Nothing in the data is to be left out; copy it exactly.

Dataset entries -
--------

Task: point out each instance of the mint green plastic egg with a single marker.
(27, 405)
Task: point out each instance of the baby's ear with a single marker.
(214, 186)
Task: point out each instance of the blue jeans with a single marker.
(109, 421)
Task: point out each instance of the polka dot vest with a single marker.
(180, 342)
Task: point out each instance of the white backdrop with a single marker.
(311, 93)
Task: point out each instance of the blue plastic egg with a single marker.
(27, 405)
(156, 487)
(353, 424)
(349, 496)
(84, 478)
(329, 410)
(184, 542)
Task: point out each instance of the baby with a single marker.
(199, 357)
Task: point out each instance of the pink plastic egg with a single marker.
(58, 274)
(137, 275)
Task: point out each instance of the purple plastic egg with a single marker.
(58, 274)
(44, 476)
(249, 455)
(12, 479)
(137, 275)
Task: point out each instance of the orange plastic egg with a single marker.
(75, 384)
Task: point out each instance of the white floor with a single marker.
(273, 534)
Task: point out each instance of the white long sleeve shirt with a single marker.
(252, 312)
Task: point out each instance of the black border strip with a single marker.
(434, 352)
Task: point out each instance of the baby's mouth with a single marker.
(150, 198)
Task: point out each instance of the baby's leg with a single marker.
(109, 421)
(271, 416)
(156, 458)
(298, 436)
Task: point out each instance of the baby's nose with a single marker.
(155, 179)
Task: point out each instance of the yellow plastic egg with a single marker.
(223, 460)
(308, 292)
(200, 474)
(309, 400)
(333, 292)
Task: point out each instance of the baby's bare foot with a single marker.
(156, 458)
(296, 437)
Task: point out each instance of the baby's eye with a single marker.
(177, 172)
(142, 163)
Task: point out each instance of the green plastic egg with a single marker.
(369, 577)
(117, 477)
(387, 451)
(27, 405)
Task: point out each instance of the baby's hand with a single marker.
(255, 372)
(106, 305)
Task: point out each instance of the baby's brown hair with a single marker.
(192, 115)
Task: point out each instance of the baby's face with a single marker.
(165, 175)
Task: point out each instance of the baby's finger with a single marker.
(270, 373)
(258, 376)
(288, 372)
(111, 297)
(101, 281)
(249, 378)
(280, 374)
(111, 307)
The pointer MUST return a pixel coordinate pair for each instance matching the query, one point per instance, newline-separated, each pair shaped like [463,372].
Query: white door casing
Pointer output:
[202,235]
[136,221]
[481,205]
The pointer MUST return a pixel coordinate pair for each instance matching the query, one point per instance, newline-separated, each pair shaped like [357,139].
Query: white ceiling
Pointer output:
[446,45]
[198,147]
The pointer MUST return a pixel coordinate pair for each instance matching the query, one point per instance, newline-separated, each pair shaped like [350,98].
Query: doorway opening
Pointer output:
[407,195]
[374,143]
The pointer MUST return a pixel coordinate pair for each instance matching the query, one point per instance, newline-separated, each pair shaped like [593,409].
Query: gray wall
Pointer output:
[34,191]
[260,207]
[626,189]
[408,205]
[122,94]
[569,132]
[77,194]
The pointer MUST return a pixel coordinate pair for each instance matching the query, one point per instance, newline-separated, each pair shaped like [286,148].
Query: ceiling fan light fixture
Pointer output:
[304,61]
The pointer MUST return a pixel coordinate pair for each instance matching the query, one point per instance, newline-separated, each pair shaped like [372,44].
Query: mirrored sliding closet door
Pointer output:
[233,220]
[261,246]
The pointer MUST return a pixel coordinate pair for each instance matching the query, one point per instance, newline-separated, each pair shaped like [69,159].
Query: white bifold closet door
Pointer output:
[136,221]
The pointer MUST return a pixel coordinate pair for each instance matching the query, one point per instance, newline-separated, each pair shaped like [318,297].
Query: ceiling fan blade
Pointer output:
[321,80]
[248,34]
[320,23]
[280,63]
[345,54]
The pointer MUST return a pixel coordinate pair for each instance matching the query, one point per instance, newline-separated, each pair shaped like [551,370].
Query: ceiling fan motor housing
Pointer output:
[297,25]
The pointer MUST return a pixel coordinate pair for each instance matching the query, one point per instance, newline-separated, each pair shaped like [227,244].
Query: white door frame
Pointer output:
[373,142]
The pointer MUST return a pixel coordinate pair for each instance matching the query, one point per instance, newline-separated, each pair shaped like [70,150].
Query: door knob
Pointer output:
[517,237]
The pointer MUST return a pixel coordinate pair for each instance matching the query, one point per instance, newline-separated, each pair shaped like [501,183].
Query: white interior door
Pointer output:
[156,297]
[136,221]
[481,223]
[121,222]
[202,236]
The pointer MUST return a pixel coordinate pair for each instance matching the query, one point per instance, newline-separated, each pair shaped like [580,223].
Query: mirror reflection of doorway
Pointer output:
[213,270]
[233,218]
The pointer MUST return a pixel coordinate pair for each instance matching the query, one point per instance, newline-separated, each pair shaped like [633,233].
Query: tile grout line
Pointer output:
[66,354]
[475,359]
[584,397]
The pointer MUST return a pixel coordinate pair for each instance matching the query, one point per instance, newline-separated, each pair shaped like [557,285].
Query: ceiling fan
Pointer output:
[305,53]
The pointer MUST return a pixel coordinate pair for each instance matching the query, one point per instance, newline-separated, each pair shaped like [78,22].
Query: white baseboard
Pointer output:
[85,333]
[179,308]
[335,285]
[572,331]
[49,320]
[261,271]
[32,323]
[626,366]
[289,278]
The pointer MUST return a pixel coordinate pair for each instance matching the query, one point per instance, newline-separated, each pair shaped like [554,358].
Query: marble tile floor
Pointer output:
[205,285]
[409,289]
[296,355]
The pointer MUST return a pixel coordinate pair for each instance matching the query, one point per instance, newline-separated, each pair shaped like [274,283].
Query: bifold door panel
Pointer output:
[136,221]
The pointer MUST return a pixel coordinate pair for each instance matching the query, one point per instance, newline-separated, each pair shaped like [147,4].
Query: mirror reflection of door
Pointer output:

--------

RESULT BELOW -
Task: point out each instance of the mint green plastic egg with a single marker.
(27, 405)
Task: point out each instance of the baby's ear with a single marker.
(214, 186)
Task: point out each instance of the blue jeans with a single marker.
(109, 421)
Task: point out each instance of the polka dot vest with a single marker.
(180, 342)
Task: point out each instance of the white backdrop with a single marker.
(311, 93)
Task: point out each instance of the blue plastic egg with a single marker.
(27, 405)
(156, 487)
(353, 424)
(349, 496)
(84, 478)
(329, 410)
(184, 542)
Task: point out each instance of the baby with a single marker.
(199, 357)
Task: point out each instance of the pink plastic egg with a single marker.
(58, 274)
(137, 275)
Task: point out each instance of the purple plastic egg with a single marker.
(58, 274)
(44, 476)
(249, 455)
(12, 479)
(137, 275)
Task: point out each instance of the orange plastic egg with a single marker.
(75, 384)
Task: point out each instance of the white floor with a single marker.
(273, 534)
Task: point out each instance of the white long sleeve shirt with a single marker.
(252, 312)
Task: point out each instance of the black border strip with a single marker.
(434, 352)
Task: point out each instance of the baby's mouth with a single marker.
(150, 198)
Task: point out each instance of the baby's leg with a single marker.
(109, 421)
(271, 416)
(156, 458)
(298, 436)
Task: point out each instance of the baby's nose with a single marker.
(155, 179)
Task: point out each instance of the yellow plastic egg with a single marker.
(223, 460)
(308, 292)
(200, 474)
(309, 400)
(333, 292)
Task: point out each instance of the baby's bare foot with a single marker.
(156, 458)
(296, 437)
Task: point out each instance of the baby's eye with a single marker.
(177, 172)
(142, 163)
Task: point out each instance of the green plastic egg with a single marker.
(369, 577)
(117, 477)
(387, 451)
(27, 405)
Task: point out each instance of the baby's hand with a single marker.
(255, 372)
(106, 305)
Task: point out each instance of the baby's brown hair with a single marker.
(192, 115)
Task: point out each instance of the baby's face with a single marker.
(165, 175)
Task: point out each instance of the baby's finger with a single marker.
(270, 373)
(258, 376)
(288, 372)
(111, 297)
(101, 281)
(249, 378)
(280, 374)
(111, 307)
The pointer MUST return a pixel coordinate pair for each instance matching the query, one point per instance, newline-separated, each pair shaped like [463,372].
Query: white door casing
Pointer output:
[202,235]
[136,221]
[481,205]
The pointer MUST return a pixel coordinate pair for each instance matching the query, one point per instance, newline-separated, each pair shaped like [357,139].
Query: white ceiling
Pointer output:
[446,45]
[198,147]
The pointer MUST return a pixel coordinate pair for each instance matching the query, one point per instance, newline-separated, each pair shaped like [350,98].
Query: doorway opening
Pointer output:
[407,195]
[374,143]
The pointer MUST return a pixel coordinate pair for each instance matching the query, one point per instance, newline-separated, each pair shaped like [593,409].
Query: gray wall
Pointer output:
[34,191]
[260,207]
[626,189]
[408,205]
[122,94]
[569,132]
[77,194]
The pointer MUST return a pixel coordinate pair for each instance matching the query, one point per instance, newline-separated, each pair shaped like [286,148].
Query: ceiling fan light fixture
Pointer output:
[304,61]
The pointer MUST return a pixel coordinate pair for each instance matching the query, one point per instance, newline-separated, each pair shaped like [372,44].
Query: mirrored sliding closet door
Pointer output:
[233,220]
[261,246]
The pointer MUST return a pixel coordinate pair for each instance matching the query, one point per instance, newline-separated, each pair shaped like [69,159].
Query: white bifold closet door
Pointer output:
[136,221]
The pointer MUST return a pixel coordinate pair for each instance matching the query, one point per instance, newline-separated, each pair shaped like [318,297].
Query: ceiling fan blade
Pointer output:
[321,80]
[248,34]
[320,23]
[280,63]
[345,54]
The pointer MUST return a pixel coordinate pair for each instance matching the query, one point per instance, newline-separated, each pair shaped like [551,370].
Query: ceiling fan motor housing
Pointer output:
[297,25]
The pointer MUST return a pixel coordinate pair for each instance matching the query, one point per instance, newline-separated, each pair shaped like [227,244].
Query: white door frame
Pointer output:
[373,142]
The pointer MUST return a pixel coordinate pair for each instance matching the query, one point per instance, newline-separated, each pair shaped like [70,150].
Query: door knob
Pointer output:
[517,237]
The pointer MUST return a pixel coordinate pair for each instance matching the query, one point per instance, newline-separated, each pair shaped like [501,183].
Query: white interior door
Pointer output:
[156,297]
[136,221]
[481,223]
[121,222]
[202,236]
The pointer MUST return a pixel coordinate pair for each instance matching the query, one point per instance, newline-separated, each pair shaped like [580,223].
Query: mirror reflection of doorway
Pointer output:
[213,270]
[233,218]
The pointer MUST return a pixel coordinate pair for each instance matching the query, one point per instance, newline-separated, each pair shaped like [633,233].
Query: tile grout line
Pointer output:
[66,354]
[475,359]
[584,397]
The pointer MUST return a pixel coordinate pair for each instance matching the query, one point per instance, newline-separated, each pair shaped like [557,285].
Query: ceiling fan
Pointer output:
[305,53]
The pointer MUST return a pixel coordinate pair for each instance matching the query, one point per instance, newline-separated, each pair shaped like [78,22].
Query: white baseboard
Pointer output:
[85,333]
[179,308]
[335,285]
[572,331]
[49,320]
[261,271]
[32,323]
[626,366]
[289,278]
The pointer MUST return a pixel coordinate pair for each instance matching the query, one point per instance, newline-separated, each pair shaped like [554,358].
Query: marble tile floor
Pointer output:
[205,285]
[409,289]
[296,355]
The pointer MUST return a pixel coordinate pair for each instance matching the query, one point per instance, newline-separated, each pair shaped like [274,283].
Query: bifold door panel
Pointer output:
[136,221]
The pointer MUST return a pixel coordinate pair for each instance matching the query, one point per instance, newline-separated, each pair shaped like [147,4].
Query: mirror reflection of door
Pointer output:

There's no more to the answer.